On day one, Kohavi took us through foundational concepts of intelligence and cognition, from the power attributed to Clever Hans, the horse thought to be able to complete math problems in the early 1900s, to the Turing Test and Mechanical Turk. The Chinese Room, it turns out, names a thought experiment developed by philosopher John Searle in the 1970s that helps us understand how computers function. Searle imagines himself alone in a room; his job is to respond to Chinese characters that are delivered to the room even though he does not understand Chinese. He completes his task using a program for manipulating the characters to create the appropriate response. As a result, for those who send and receive the Chinese characters outside the room, it might appear that someone who understands Chinese inside the room is responding. However, what Searle shows is that all that’s needed is the program. No actual comprehension or interpretation by the man inside the room is required. The thought experiment offers a quick way to point to both the limitations of intelligence in a system like ChatGPT as well as our tendency to overattribute the competencies of computational systems based on what we imagine to be happening.
Kohavi then moved on to explore more complex concepts, showing, for example, how language modes use sophisticated forms of pattern recognition to predict word strings. We talked about the Distributional Hypothesis, which states that semantically similar words will tend to occur in related contexts. This concept may not seem particularly illuminating, but in the context of language models, the hypothesis not only begins to show their spatial dimension but also demonstrates how text prediction functions. Words become vectors through a process of embedding, which in turn allows us to calculate the probability of appropriate outputs in text strings.

### RECORDS SUPPLIED
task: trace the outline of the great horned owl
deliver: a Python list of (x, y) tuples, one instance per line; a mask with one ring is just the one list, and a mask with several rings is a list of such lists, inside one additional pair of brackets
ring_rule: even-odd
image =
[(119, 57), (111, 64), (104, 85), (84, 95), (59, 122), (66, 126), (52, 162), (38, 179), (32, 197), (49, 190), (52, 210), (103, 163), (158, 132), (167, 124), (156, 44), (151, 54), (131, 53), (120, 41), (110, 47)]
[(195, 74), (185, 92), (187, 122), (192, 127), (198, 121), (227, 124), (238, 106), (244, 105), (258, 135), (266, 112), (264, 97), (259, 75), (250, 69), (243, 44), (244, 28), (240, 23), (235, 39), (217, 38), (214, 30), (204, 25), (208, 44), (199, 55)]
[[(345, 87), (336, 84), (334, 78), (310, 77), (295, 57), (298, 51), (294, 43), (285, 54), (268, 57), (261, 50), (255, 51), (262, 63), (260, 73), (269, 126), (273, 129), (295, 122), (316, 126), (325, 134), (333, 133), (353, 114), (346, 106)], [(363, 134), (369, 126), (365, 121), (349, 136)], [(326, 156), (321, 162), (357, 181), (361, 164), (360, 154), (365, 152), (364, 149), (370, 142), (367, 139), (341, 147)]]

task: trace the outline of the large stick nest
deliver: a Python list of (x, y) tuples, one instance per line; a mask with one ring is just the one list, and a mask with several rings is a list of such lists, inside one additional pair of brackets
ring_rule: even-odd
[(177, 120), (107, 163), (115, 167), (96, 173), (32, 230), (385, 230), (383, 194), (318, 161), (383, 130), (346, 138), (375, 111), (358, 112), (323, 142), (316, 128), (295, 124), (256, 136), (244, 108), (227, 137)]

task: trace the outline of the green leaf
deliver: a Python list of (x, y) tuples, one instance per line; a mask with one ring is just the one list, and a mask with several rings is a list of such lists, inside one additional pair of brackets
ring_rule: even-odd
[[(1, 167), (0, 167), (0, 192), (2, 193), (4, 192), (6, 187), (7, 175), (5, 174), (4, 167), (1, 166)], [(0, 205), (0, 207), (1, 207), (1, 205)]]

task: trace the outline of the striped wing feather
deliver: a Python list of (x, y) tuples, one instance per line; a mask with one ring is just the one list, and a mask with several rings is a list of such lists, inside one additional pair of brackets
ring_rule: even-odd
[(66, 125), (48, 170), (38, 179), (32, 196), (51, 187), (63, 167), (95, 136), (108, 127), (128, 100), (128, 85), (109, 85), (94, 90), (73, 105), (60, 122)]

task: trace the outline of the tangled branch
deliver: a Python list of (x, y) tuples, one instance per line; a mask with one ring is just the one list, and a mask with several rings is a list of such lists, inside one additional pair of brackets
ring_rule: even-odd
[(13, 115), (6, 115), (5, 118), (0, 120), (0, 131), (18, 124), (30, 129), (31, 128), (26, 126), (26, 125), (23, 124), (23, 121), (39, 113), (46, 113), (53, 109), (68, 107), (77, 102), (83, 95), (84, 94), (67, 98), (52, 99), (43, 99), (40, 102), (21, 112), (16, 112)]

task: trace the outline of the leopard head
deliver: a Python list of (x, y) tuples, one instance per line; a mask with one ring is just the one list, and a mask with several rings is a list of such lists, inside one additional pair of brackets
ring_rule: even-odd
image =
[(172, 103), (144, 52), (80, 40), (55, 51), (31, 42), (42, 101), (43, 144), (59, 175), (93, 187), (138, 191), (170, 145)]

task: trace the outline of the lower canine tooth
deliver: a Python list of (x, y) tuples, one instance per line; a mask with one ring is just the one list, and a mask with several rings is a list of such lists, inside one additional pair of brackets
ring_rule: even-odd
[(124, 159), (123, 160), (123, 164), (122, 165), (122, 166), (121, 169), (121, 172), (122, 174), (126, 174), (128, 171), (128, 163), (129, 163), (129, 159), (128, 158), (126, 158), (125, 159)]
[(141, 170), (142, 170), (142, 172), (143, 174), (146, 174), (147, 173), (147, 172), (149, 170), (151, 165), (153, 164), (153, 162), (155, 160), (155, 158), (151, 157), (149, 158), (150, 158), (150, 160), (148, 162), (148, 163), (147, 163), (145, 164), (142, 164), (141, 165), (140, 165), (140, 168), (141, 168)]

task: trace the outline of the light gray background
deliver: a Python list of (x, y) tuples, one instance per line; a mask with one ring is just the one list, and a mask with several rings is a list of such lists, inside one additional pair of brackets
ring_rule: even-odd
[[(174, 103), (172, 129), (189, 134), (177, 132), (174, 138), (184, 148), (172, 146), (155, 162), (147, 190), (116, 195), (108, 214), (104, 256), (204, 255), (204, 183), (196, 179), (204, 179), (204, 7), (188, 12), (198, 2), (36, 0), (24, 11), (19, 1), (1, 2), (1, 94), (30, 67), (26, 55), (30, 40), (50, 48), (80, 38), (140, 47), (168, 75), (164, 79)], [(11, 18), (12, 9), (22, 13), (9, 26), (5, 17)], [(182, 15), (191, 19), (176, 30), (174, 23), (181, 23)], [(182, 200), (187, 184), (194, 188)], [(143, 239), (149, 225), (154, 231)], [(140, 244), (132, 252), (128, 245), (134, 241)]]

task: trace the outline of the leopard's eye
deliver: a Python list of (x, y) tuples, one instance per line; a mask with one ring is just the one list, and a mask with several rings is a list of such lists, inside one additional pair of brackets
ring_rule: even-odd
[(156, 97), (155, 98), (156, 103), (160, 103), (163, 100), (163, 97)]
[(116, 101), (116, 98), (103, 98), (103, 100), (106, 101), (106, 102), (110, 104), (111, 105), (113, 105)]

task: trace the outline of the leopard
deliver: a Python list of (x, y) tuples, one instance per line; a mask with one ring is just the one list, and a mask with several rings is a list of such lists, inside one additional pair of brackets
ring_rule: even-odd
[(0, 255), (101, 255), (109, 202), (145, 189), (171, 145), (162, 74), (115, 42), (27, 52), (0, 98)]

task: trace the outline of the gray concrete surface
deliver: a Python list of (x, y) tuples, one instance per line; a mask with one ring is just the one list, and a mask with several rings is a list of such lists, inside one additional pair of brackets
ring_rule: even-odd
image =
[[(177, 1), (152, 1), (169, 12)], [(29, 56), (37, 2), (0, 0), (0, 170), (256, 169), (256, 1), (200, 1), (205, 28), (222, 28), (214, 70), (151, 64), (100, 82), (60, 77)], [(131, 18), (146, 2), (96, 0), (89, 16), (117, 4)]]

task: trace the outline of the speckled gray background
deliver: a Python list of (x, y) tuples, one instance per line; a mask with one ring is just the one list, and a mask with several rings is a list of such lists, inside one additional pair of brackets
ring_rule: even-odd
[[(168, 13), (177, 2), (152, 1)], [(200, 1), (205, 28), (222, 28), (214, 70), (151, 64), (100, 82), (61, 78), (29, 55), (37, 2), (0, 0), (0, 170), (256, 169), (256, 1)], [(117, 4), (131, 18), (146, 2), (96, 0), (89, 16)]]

---

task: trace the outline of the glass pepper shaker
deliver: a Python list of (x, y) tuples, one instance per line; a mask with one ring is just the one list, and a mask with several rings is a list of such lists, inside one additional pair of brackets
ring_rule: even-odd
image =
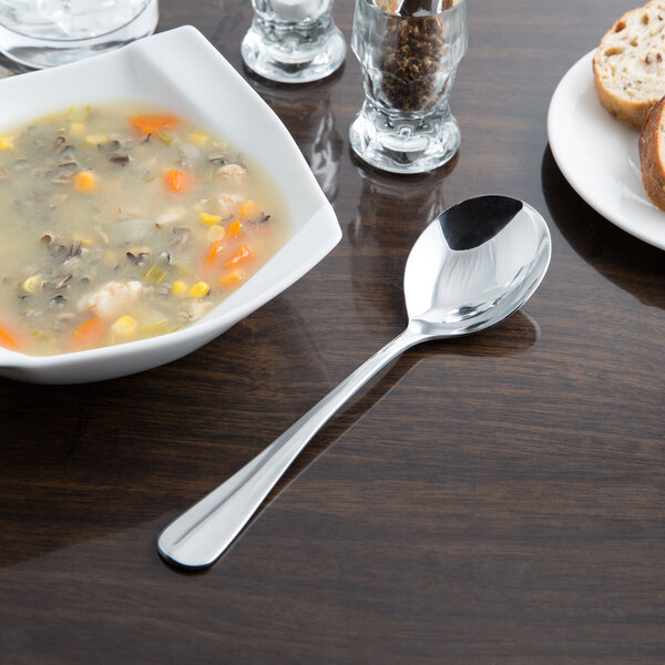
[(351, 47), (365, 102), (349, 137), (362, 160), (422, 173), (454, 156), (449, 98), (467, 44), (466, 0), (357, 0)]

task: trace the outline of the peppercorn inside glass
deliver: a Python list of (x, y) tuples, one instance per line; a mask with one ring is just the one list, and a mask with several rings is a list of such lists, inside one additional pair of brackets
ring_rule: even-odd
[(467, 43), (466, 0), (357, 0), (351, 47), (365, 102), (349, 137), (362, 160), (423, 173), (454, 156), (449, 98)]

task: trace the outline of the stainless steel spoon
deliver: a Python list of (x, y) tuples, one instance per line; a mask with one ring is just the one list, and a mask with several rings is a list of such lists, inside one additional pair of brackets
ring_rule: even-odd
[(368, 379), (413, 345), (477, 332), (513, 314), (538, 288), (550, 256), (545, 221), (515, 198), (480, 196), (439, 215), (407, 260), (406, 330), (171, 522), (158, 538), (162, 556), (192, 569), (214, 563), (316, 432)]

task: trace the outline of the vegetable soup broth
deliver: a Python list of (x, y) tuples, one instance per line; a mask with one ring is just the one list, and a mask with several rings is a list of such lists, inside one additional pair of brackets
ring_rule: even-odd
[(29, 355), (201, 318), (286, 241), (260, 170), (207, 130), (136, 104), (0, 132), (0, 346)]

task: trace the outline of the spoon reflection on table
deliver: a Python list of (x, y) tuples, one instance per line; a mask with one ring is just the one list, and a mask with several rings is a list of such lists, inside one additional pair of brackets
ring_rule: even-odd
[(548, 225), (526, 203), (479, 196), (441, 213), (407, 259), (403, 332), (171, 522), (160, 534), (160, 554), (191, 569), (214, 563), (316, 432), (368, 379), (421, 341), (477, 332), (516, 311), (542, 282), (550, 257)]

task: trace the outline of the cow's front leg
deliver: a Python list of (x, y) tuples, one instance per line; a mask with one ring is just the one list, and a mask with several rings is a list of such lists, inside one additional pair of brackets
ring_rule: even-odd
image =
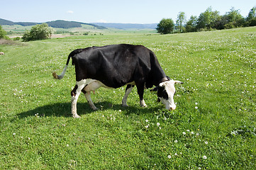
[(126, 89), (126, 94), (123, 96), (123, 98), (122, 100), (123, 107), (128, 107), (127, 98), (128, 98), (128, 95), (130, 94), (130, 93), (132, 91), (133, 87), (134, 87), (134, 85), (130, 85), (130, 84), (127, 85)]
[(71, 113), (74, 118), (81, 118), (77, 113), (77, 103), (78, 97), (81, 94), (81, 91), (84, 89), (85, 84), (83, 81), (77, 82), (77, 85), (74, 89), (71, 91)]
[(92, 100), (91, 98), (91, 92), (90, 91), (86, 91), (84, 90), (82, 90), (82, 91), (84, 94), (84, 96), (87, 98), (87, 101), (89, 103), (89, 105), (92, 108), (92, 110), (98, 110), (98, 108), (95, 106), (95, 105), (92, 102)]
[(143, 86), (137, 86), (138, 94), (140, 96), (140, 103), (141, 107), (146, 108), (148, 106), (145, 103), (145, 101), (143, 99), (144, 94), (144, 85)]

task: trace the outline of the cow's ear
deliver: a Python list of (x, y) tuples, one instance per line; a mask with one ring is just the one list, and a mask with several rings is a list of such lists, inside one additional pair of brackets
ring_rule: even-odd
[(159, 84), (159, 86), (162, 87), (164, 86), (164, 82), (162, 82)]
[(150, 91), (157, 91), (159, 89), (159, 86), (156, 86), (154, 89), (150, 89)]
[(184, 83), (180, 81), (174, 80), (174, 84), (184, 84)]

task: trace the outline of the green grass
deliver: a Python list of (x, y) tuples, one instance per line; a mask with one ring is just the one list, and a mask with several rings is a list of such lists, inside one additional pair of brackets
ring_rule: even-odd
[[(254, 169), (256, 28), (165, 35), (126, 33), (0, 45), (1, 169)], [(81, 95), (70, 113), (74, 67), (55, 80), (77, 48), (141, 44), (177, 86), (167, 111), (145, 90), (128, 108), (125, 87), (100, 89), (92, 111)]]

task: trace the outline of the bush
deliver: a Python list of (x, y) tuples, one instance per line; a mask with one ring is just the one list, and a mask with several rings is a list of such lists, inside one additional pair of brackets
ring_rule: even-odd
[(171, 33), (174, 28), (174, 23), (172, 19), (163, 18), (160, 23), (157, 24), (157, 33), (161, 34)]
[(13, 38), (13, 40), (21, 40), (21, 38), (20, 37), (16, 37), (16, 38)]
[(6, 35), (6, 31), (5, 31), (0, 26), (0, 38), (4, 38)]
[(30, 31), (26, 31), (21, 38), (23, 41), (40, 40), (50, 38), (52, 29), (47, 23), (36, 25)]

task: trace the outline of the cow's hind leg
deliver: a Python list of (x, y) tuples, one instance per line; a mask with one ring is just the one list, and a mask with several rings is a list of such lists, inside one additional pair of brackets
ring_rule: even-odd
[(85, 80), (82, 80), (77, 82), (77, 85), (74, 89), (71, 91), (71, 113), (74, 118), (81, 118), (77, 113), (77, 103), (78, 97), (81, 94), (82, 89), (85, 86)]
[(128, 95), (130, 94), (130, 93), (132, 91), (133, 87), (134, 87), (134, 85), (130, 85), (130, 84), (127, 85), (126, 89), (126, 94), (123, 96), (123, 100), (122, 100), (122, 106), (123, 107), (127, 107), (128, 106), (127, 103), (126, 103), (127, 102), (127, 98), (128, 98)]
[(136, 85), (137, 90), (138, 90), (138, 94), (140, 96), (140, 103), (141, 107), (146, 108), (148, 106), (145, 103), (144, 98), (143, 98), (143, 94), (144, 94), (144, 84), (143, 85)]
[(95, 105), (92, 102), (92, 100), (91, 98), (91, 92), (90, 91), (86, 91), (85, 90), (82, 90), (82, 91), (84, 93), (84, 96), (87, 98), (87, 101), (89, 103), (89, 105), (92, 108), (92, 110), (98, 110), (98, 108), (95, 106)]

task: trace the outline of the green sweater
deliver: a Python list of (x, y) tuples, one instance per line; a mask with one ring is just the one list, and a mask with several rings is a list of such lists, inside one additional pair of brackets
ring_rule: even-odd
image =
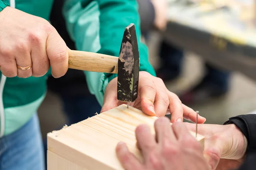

### WORK INSTRUCTIONS
1: Decide whether each statement agrees with the excerpt on the Chinese Room and language models. Answer yes or no for each, and quote the words of the excerpt that decide it.
(a) Searle developed the Chinese Room thought experiment in the 1970s.
(b) In the thought experiment, the man in the room understands Chinese.
(c) The Distributional Hypothesis holds that semantically similar words tend to occur in unrelated contexts.
2: Reproduce word for word the part of the excerpt on the Chinese Room and language models that starts at "Kohavi then moved" and ends at "in text strings.".
3: Carry the excerpt on the Chinese Room and language models forward, picking up after its final sentence.

### PER-TASK ANSWERS
1:
(a) Yes: "a thought experiment developed by philosopher John Searle in the 1970s"
(b) No: "even though he does not understand Chinese"
(c) No: "semantically similar words will tend to occur in related contexts"

2:
Kohavi then moved on to explore more complex concepts, showing, for example, how language modes use sophisticated forms of pattern recognition to predict word strings. We talked about the Distributional Hypothesis, which states that semantically similar words will tend to occur in related contexts. This concept may not seem particularly illuminating, but in the context of language models, the hypothesis not only begins to show their spatial dimension but also demonstrates how text prediction functions. Words become vectors through a process of embedding, which in turn allows us to calculate the probability of appropriate outputs in text strings.

3:
Even just this bit of clarity about how language models basically use a giant multidimensional collection of text as a foundation to infer relationships among words so that they can predict what words should come next helped us begin to see through the hazy rhetoric that touts the “magic” of AI. Furthermore, the rootedness of these models in statistics and probabilities made us aware of a very different logic at work than that of the analog image. With this fresh in our minds, Kohavi pointed us to artist Hito Steyerl’s recent essay in New Left Review, “Mean Images,” in which Steyerl explains, “Visuals created by ml [machine learning] tools are statistical renderings, rather than images of actually existing objects.” She continues, “They shift the focus from photographic indexicality to stochastic discrimination. They no longer refer to facticity, let alone truth, but to probability.” While I bristle at the implication that photographic indexicality necessarily embodies truth, Steyerl’s biting critique goes on to consider the many ramifications of “mean” as a term, from the statistical average to notions of nastiness.
With Kohavi, we went on to talk about how generative pre-trained transformers (GPTs) work, with attention to ethics, politics, labor, bias and environmental costs, as well as compelling concepts such as what N. Katherine Hayles, in her book Unthought, calls a “planetary cognitive ecology” to reference human and machine-based tools that, when integrated, prompt questions about the changing nature of cognition, not to mention the human.
Many of us teaching in film programs began using image- and video-generating tools as soon as we could and, as a result, gleaned a sense of their capacities and limitations through practice. However, Kohavi’s foundational workshop has been incredibly grounding, helping explain the rootedness of machine learning in statistics. My sense is that all of us in filmmaking programs need this basic literacy, not simply to understand the underlying logic of AI and its larger cultural implications, but also to be better equipped to explain it to our students.